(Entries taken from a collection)
+++

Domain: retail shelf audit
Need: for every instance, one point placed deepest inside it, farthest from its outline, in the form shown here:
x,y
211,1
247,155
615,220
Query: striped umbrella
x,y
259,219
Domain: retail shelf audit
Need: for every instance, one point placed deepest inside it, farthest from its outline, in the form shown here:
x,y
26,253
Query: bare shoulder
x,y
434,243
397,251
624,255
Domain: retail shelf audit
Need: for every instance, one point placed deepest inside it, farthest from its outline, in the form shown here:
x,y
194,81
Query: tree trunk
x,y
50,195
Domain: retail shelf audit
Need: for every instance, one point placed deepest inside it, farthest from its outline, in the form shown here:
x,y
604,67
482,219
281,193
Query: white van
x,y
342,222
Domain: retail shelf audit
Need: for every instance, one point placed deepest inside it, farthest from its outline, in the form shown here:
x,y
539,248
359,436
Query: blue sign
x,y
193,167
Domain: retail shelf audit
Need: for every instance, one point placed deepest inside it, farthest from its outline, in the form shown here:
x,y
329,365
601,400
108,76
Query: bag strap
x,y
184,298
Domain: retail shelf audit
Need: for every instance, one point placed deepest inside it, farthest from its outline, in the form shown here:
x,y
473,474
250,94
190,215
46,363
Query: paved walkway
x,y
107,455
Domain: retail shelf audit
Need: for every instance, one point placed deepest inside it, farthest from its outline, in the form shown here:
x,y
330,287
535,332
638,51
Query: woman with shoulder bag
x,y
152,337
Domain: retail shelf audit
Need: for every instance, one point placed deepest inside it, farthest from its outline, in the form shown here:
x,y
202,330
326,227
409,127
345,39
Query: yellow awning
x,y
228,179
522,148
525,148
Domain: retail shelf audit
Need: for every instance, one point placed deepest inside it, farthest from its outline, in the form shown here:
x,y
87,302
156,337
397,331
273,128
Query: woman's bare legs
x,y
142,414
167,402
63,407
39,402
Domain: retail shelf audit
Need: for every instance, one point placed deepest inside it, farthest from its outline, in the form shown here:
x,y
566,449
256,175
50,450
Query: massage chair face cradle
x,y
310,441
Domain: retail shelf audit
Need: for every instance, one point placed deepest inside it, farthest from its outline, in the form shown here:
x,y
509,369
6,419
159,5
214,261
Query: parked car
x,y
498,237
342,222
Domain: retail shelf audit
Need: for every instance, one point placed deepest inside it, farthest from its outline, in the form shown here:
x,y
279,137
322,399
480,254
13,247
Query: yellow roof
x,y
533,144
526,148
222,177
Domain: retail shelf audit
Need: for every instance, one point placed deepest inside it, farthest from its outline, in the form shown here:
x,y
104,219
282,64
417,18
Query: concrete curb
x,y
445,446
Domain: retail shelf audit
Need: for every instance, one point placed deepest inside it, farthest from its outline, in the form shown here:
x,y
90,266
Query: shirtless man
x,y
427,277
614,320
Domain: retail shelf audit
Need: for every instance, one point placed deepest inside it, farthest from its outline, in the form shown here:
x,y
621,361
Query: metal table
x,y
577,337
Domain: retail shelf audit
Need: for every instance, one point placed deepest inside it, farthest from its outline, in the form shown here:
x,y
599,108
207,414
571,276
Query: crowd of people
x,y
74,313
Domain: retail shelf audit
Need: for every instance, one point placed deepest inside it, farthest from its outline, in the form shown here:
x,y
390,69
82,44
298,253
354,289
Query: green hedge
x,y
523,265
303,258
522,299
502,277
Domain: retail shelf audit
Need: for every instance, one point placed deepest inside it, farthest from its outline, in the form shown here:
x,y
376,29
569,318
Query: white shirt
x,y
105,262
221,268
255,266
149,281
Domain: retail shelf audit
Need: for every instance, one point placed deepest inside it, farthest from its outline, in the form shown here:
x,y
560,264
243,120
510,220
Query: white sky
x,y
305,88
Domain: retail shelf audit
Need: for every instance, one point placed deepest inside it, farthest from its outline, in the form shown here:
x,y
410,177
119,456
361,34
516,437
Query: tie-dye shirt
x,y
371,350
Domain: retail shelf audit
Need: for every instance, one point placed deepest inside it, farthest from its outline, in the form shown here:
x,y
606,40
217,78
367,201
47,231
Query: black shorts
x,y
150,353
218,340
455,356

+++

▸ **Assigned task**: Once you have read the data, copy all of it out exactly.

▸ **Solved exercise**:
Domain: retail shelf audit
Need: for every instance, one point placed deepest inside it, farthest from its outline, in the form shown here:
x,y
211,1
247,155
615,220
Query: striped umbrella
x,y
259,219
Domain: retail shelf audit
Need: for every instance, one point placed deepest inside it, farthest from its outline, in the form shown here:
x,y
26,253
Query: bare shoulder
x,y
434,243
397,251
624,255
Domain: retail shelf audit
Need: for every instance, one point placed deepest inside it, farthest from its outline, in the form shown here:
x,y
194,81
Query: tree trunk
x,y
50,195
Domain: retail shelf audit
Need: for every instance, one point placed deepest inside it, farthest from its outline, in the form shown here:
x,y
604,67
482,219
281,193
Query: white van
x,y
342,222
Domain: retail shelf audit
Need: for every instance, one point placed deepest inside it, farthest from its outline, in the form shown here:
x,y
539,248
359,436
Query: blue sign
x,y
193,167
Domain: retail shelf audit
Need: for every instance, one point placed deepest inside it, farthest from its outline, in the form shown here:
x,y
329,365
601,400
108,76
Query: bag strap
x,y
184,298
Domain: retail shelf audit
Need: for every instance, one point placed deepest inside it, farthest from its outline, in the form shown here:
x,y
473,474
250,94
190,215
46,363
Query: paved walkway
x,y
107,455
Domain: retail shelf audit
Need: for every instance, one point placed deepest inside it, farthest from its outline, in the form shown here:
x,y
330,287
535,332
638,51
Query: woman with shoulder bag
x,y
152,337
Domain: retail shelf audit
Need: for every instance, one point placed deepest inside it, farthest from its outline, in the form shown here:
x,y
202,330
326,227
409,127
345,39
Query: yellow awning
x,y
228,179
522,148
525,148
Domain: retail shelf audit
Need: for every instance, one point placed deepest inside it, farthest from its outline, in the form shown here:
x,y
87,302
156,337
397,331
273,128
Query: woman's bare legs
x,y
142,414
167,402
63,407
39,402
Domain: retail shelf audit
Need: for every instance, one point placed deepest inside it, farthest from its outline, in the form shown here:
x,y
566,449
256,175
50,450
Query: massage chair face cradle
x,y
310,441
Domain: retail shelf audit
Need: for every instance, one point placed deepest inside it, farthest from its outline, in the form shown here:
x,y
509,369
6,419
159,5
214,261
Query: parked car
x,y
498,237
342,222
Domain: retail shelf audit
Need: for every instance, one point placed deepest inside it, farthest from its outline, in the form shown here:
x,y
279,137
322,399
480,254
13,247
Query: yellow roof
x,y
533,144
526,148
222,177
Domain: retail shelf audit
Need: for every instance, one point placed deepest inside it, farthest from its outline, in the form shown here:
x,y
104,219
282,64
417,18
Query: concrete curb
x,y
445,446
Domain: retail shelf audit
Need: for every instance, one point placed deepest inside it, farthest from its outline, in the form shown here:
x,y
90,266
Query: shirtless man
x,y
427,277
614,320
Domain: retail shelf audit
Need: for every instance, one point placed deepest inside it, farthest from its outline, in the form shown here:
x,y
621,361
Query: metal table
x,y
577,337
Domain: retail shelf audit
Need: for every instance, one point placed deepest inside it, farthest from its outline, in the form shown here:
x,y
599,108
207,414
571,276
Query: crowd of people
x,y
74,313
Domain: retail shelf audit
Need: for every instance, one point placed deepest inside it, farthest from its outline, in the form shown here:
x,y
390,69
82,44
298,253
354,289
Query: green hedge
x,y
523,265
303,258
522,299
502,277
Domain: retail shelf audit
Need: for every instance, one point placed deepest inside it, farthest from its outline, in the form shown here:
x,y
376,29
569,318
Query: white shirt
x,y
105,262
221,268
255,266
149,281
Domain: retail shelf audit
Need: for every instance, one point placed deepest inside it, farthest from its outline, in the form shown here:
x,y
560,264
243,120
510,220
Query: white sky
x,y
305,88
Domain: retail shelf audit
Need: for every instance, one point placed deepest inside it, farthest from its outline, in the form shown here:
x,y
410,177
119,456
361,34
516,437
Query: tie-dye shirt
x,y
371,350
Domain: retail shelf audit
Need: for every instance, one point placed deepest inside it, farthest from its outline, in the form shown here:
x,y
606,40
217,78
367,201
47,231
Query: black shorts
x,y
150,353
218,340
455,356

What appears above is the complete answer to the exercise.